→ Exercise
Your task is to return the span of lines beginning at the one with "Indicate every instance of the bicycle with" and ending at the last line of the data, exactly as it stands.

→ Records shown
********
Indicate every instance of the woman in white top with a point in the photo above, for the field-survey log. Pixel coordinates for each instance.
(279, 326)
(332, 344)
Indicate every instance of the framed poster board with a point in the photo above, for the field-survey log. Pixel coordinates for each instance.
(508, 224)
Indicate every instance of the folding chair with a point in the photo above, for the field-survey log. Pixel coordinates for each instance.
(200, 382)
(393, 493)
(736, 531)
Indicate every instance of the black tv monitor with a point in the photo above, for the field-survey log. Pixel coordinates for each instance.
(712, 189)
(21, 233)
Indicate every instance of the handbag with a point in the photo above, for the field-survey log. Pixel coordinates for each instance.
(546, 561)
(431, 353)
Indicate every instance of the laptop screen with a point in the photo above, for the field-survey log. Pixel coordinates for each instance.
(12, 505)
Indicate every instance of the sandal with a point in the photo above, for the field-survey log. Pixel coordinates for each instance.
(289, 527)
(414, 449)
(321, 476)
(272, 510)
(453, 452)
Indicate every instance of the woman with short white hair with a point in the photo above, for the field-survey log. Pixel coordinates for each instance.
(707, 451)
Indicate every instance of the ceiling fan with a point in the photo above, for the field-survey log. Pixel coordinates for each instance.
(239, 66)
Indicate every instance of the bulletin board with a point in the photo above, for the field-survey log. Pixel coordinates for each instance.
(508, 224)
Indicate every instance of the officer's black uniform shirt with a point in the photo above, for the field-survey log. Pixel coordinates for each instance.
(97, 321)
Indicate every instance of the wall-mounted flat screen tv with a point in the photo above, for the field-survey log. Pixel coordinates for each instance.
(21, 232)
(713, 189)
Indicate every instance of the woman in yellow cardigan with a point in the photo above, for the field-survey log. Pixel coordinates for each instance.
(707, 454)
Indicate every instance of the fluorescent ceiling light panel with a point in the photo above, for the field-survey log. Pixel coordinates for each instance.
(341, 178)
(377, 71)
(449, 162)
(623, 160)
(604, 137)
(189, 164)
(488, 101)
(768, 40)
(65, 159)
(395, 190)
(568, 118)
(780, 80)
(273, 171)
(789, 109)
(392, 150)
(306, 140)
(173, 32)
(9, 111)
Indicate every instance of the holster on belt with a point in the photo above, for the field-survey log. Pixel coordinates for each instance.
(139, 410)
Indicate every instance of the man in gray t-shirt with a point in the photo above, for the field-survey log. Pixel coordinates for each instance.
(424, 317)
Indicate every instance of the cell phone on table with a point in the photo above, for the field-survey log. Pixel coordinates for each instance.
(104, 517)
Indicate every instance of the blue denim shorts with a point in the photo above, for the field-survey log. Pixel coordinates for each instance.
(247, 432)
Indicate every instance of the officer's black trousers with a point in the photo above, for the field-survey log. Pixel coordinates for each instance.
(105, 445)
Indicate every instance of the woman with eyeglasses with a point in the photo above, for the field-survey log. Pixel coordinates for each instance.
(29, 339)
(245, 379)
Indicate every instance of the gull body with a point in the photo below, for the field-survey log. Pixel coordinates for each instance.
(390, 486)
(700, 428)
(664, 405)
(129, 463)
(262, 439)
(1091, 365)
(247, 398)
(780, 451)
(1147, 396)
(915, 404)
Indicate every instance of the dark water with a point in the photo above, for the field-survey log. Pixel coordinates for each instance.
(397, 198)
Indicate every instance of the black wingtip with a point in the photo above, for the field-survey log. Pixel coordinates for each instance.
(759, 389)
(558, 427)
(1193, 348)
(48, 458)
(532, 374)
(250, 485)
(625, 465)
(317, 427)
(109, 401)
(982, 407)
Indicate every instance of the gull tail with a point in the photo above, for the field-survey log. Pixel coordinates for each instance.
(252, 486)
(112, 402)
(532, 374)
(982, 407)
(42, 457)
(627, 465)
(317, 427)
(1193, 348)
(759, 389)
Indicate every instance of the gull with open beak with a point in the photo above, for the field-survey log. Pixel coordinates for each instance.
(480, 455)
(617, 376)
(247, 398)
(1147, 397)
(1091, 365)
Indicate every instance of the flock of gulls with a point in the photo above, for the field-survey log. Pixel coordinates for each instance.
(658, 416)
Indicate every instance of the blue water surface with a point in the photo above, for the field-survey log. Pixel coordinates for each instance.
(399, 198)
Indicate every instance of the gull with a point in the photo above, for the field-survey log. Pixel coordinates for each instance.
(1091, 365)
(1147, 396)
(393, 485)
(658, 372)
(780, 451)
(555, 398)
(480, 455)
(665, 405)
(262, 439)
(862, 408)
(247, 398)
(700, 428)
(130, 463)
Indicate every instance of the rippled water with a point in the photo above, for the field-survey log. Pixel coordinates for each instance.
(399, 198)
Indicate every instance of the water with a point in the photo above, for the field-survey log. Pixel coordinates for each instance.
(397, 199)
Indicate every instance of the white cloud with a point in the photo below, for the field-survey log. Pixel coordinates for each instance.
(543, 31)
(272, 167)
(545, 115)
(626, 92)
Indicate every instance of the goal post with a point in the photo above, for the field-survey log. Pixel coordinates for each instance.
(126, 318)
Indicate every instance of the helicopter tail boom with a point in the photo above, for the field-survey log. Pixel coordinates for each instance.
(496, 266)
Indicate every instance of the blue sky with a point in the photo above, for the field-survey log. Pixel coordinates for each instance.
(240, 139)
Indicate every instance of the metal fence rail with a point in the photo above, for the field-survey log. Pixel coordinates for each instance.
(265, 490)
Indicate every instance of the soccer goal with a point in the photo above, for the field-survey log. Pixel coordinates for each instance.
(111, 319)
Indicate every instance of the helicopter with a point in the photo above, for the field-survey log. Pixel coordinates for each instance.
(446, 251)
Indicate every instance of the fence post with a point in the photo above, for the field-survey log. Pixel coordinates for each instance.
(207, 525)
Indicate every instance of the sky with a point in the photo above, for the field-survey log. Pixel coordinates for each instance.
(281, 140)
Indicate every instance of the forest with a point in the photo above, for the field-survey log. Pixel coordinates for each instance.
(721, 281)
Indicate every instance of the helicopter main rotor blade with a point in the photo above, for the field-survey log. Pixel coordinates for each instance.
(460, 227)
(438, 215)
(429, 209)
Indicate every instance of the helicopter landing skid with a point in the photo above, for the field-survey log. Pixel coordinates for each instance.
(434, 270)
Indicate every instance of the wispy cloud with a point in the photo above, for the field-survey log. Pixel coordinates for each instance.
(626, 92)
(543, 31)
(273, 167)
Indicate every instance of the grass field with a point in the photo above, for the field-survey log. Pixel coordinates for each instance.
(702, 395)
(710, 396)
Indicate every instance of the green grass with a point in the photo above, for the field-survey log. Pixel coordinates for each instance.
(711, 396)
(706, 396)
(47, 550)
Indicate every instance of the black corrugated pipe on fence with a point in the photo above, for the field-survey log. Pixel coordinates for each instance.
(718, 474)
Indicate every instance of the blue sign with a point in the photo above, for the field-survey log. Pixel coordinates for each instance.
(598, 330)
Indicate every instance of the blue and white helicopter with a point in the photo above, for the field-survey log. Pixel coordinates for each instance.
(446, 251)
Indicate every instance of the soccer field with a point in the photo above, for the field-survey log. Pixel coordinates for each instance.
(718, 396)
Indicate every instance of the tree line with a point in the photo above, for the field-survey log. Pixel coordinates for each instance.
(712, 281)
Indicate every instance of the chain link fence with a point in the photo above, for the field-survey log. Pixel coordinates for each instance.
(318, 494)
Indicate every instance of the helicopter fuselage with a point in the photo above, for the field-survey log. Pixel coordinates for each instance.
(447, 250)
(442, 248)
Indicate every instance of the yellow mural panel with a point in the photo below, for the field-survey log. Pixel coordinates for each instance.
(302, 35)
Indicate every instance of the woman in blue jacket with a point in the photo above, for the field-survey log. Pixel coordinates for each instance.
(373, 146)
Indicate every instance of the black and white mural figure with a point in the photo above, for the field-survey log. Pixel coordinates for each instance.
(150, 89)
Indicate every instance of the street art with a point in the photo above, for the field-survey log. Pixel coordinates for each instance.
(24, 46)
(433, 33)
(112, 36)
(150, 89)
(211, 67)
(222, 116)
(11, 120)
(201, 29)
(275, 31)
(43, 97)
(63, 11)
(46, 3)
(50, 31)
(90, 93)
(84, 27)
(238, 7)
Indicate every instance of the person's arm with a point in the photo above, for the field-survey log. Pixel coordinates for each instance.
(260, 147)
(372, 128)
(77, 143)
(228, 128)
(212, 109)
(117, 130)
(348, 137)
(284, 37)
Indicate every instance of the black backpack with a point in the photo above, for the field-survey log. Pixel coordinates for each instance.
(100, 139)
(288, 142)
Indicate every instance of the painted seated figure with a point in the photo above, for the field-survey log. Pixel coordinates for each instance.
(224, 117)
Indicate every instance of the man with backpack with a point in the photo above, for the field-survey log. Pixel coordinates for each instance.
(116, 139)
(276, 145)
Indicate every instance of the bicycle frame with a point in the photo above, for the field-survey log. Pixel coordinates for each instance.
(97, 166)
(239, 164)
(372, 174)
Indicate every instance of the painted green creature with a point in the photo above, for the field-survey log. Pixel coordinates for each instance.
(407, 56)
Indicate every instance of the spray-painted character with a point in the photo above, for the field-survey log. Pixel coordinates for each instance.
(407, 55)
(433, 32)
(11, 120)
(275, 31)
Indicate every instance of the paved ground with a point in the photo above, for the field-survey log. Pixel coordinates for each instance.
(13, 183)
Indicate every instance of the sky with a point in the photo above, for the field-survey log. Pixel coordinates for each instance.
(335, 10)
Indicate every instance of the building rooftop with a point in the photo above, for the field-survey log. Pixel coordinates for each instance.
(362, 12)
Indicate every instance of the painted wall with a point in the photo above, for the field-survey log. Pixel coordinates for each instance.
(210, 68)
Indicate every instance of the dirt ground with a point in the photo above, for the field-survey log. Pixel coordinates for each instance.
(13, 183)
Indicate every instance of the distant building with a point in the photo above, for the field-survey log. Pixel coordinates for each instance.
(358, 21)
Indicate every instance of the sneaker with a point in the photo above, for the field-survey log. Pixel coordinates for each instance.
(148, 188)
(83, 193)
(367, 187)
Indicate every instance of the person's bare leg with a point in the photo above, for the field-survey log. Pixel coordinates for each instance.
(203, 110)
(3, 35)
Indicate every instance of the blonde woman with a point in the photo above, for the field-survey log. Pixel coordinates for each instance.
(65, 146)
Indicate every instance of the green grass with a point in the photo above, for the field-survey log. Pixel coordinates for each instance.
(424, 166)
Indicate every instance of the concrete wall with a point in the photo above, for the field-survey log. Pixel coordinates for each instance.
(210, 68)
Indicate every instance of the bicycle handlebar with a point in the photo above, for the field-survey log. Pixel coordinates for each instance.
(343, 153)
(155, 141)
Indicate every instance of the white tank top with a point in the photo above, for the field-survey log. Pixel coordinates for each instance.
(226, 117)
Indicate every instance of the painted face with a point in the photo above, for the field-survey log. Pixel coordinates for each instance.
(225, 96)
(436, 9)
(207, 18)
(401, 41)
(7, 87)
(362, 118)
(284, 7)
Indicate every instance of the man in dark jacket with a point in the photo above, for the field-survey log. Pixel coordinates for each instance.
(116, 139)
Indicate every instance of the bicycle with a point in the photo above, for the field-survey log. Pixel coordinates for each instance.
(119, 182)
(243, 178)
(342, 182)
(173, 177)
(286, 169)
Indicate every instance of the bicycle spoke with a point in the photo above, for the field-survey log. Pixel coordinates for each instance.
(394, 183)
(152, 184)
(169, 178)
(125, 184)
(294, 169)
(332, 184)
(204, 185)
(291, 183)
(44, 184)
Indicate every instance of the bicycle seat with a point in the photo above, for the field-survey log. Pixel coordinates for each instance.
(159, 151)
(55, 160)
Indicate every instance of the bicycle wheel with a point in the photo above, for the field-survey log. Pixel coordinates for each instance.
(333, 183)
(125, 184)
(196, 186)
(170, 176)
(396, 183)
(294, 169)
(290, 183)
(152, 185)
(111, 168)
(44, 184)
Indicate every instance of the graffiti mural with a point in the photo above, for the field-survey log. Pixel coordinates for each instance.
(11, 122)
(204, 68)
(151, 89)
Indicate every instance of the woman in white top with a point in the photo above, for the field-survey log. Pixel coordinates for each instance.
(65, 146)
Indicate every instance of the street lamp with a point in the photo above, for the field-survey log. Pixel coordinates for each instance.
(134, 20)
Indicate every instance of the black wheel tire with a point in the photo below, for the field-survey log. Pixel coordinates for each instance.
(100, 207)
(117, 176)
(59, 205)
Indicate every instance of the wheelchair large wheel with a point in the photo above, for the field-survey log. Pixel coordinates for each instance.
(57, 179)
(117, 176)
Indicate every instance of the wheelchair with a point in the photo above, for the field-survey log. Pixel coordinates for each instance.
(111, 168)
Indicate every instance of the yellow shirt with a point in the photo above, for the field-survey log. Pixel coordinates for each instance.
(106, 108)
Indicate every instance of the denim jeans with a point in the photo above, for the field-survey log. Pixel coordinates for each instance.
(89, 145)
********
→ Response to the task
Indicate every instance of the bicycle with a point in the photo above, for the field-survey log. Pixel coordinates for each instance.
(119, 182)
(243, 178)
(342, 182)
(173, 177)
(286, 169)
Indicate every instance of the bicycle spoke with a point in the photo above, for the field-survey log. Pixel coordinates for each instance.
(394, 183)
(152, 184)
(169, 178)
(125, 184)
(294, 169)
(332, 184)
(204, 185)
(291, 183)
(44, 184)
Indicate every instance of the bicycle seat with a point in the photo above, for the field-survey log. Pixel coordinates for each instance.
(159, 151)
(55, 160)
Indicate every instance of the bicycle wheel with a point in the photo above, for the field-survey log. Pixel coordinates for each instance.
(333, 183)
(125, 184)
(196, 186)
(170, 176)
(396, 183)
(294, 169)
(290, 183)
(152, 185)
(111, 168)
(44, 184)
Indicate every instance of the graffiti mural with a point in the photo above, for the field-survey log. Pixel coordinates for each instance.
(11, 122)
(204, 68)
(151, 89)
Indicate every instance of the woman in white top with a point in the photo above, for the field-survey log. Pixel coordinates for each instance.
(65, 146)
Indicate every instance of the street lamp with a point in the photo above, for the field-survey log. Pixel coordinates for each instance.
(134, 20)
Indicate every instance of the black wheel tire with a point in the photo below, for the field-survey log. Pixel coordinates for each instance.
(100, 207)
(117, 176)
(59, 205)
Indicate every instance of the wheelchair large wheel with a point in the photo above, for the field-survey log. Pixel coordinates for each instance.
(57, 179)
(117, 176)
Indicate every instance of the wheelchair with a point in the photo above, for the field-survey log. Pixel coordinates for each instance.
(111, 168)
Indicate every instance of the yellow shirt with a point in the photo above, for the field-survey log. Pixel coordinates for each instance.
(106, 108)
Indicate every instance of the denim jeans with a point in the photo above, for the field-survey log. Pixel coordinates for each instance.
(89, 145)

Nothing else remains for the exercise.